PROBLEM DETAILS>
In the passage on Abram below, revise the part that opens with "This or course" and closes with "jeopardise our future.", writing "ruler" in place of "monarch".

This or course is a very human failing on Abram’s part. Something about a powerful monarch unnerved him and he reacted with panic.  And how often have we found ourselves in just such a place having just been enveloped by the promises of God and then acting out of fear instead of hope, putting at risk, even, everything that is important to us. We may wonder how often our congregations do the same, acting out of fear of loss and in so doing turning our backs on all that God intends and thereby jeopardise our future.

After the embarrassment of having to explain his motives Abram survives, does the same thing again with another king whom he feared but manages to head for the land of promise after receiving a ritual initiation into a covenant with God by which God promises that he will have natural descendants as numerous as the sands on the seashore.   This time it is Sarah whose faith falters and we have the whole wretched triangle between Sarah and Hagar and Abraham (as they are now called).

DATA SECTION>
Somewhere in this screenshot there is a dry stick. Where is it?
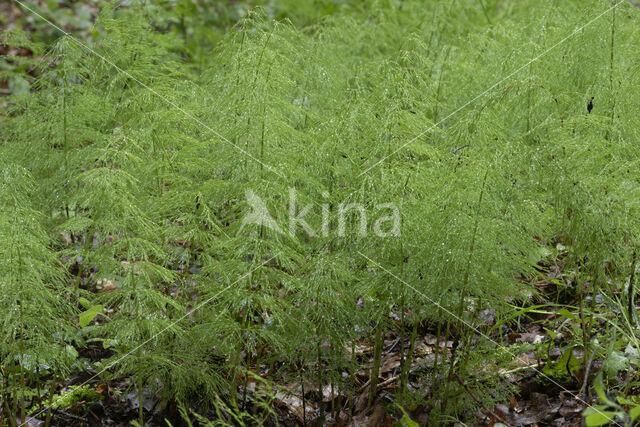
[454,373,507,424]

CORRECT ANSWER>
This or course is a very human failing on Abram’s part. Something about a powerful ruler unnerved him and he reacted with panic.  And how often have we found ourselves in just such a place having just been enveloped by the promises of God and then acting out of fear instead of hope, putting at risk, even, everything that is important to us. We may wonder how often our congregations do the same, acting out of fear of loss and in so doing turning our backs on all that God intends and thereby jeopardise our future.